» Exercise
Which lines of the entries contain the string "truck"? Please find them and copy them.

(Saved data entries)

****************************************

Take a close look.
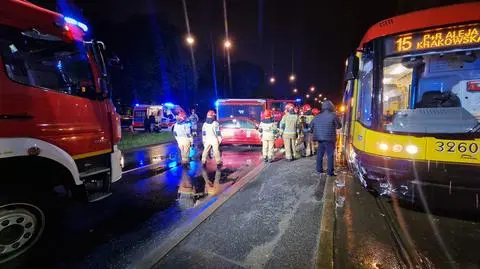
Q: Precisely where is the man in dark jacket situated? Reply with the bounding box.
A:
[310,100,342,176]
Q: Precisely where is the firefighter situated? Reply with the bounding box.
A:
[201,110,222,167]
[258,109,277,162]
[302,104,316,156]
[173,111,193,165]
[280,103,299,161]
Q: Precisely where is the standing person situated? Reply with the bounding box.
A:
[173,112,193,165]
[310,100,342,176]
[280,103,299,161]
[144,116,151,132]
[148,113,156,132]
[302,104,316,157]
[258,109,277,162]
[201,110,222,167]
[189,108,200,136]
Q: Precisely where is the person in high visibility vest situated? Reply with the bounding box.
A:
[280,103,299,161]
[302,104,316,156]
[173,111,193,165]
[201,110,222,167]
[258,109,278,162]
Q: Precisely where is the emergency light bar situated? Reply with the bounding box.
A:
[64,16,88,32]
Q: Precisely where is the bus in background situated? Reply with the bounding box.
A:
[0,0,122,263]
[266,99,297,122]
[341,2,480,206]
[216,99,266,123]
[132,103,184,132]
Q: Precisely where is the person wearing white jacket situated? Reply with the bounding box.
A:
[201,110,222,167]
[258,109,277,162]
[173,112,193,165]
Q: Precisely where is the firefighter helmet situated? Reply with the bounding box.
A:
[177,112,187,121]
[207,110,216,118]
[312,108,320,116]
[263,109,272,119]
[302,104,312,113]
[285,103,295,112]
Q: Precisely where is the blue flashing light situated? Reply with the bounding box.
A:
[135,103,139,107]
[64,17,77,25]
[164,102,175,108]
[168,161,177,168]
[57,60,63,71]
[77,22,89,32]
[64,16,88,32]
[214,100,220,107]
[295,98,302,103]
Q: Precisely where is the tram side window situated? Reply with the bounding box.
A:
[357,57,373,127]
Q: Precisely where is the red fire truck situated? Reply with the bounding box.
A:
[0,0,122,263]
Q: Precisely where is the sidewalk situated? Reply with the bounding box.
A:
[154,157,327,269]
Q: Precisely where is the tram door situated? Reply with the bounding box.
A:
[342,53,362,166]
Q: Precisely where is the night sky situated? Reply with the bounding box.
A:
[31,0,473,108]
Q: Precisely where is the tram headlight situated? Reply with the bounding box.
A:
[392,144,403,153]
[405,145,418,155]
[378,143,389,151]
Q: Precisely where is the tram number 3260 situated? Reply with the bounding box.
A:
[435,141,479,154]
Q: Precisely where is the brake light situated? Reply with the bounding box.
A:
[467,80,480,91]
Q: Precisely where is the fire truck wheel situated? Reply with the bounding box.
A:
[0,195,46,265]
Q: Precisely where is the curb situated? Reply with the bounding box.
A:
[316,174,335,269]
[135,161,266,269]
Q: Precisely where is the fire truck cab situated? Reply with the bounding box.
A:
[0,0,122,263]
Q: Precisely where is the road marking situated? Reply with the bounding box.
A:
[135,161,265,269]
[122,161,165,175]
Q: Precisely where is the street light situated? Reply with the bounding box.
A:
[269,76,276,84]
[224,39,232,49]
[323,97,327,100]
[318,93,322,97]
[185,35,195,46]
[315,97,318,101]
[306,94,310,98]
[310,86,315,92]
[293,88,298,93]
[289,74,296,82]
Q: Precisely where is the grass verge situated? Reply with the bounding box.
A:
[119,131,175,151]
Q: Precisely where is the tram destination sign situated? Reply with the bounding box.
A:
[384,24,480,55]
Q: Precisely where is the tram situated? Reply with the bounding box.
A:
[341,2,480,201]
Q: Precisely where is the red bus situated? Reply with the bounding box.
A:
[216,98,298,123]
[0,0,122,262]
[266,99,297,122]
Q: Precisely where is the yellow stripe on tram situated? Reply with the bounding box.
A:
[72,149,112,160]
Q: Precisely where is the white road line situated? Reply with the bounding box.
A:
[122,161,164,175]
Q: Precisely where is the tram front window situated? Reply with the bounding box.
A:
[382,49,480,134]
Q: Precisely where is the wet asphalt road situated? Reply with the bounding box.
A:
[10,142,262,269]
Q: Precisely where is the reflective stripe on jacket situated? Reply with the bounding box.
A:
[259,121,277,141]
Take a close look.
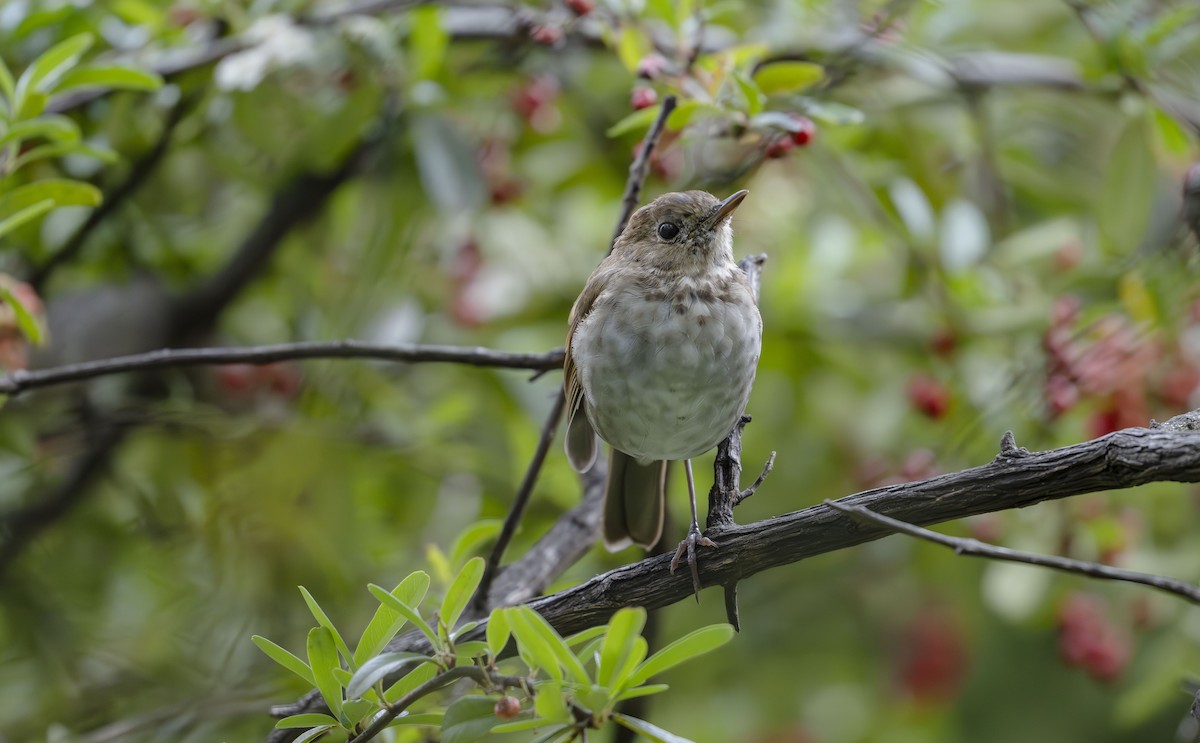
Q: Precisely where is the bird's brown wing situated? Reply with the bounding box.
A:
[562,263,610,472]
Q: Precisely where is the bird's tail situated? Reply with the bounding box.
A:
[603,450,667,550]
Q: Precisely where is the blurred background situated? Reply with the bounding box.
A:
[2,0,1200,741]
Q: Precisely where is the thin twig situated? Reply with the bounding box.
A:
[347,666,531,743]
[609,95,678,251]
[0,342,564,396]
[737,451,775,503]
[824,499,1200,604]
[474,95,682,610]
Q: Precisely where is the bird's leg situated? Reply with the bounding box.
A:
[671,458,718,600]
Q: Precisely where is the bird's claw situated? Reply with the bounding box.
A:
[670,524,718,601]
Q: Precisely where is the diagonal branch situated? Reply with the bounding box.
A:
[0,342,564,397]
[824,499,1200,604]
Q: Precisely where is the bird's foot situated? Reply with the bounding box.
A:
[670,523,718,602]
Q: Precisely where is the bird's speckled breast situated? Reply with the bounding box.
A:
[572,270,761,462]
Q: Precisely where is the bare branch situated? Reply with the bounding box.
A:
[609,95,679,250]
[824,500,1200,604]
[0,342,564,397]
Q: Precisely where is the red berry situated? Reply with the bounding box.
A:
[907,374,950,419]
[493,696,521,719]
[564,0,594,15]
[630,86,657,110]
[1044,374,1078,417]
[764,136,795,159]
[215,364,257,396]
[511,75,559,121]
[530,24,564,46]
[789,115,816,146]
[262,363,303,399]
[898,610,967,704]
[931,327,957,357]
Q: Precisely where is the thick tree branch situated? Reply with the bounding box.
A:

****************************************

» Result of this task
Q: Precisely where is the red fire truck situated? Reply with the bounding box.
Q: Precisely where is the fire truck wheel situated? Reply with the bounding box.
Q: Precisely where is the fire truck cab situated? Reply with the bounding box.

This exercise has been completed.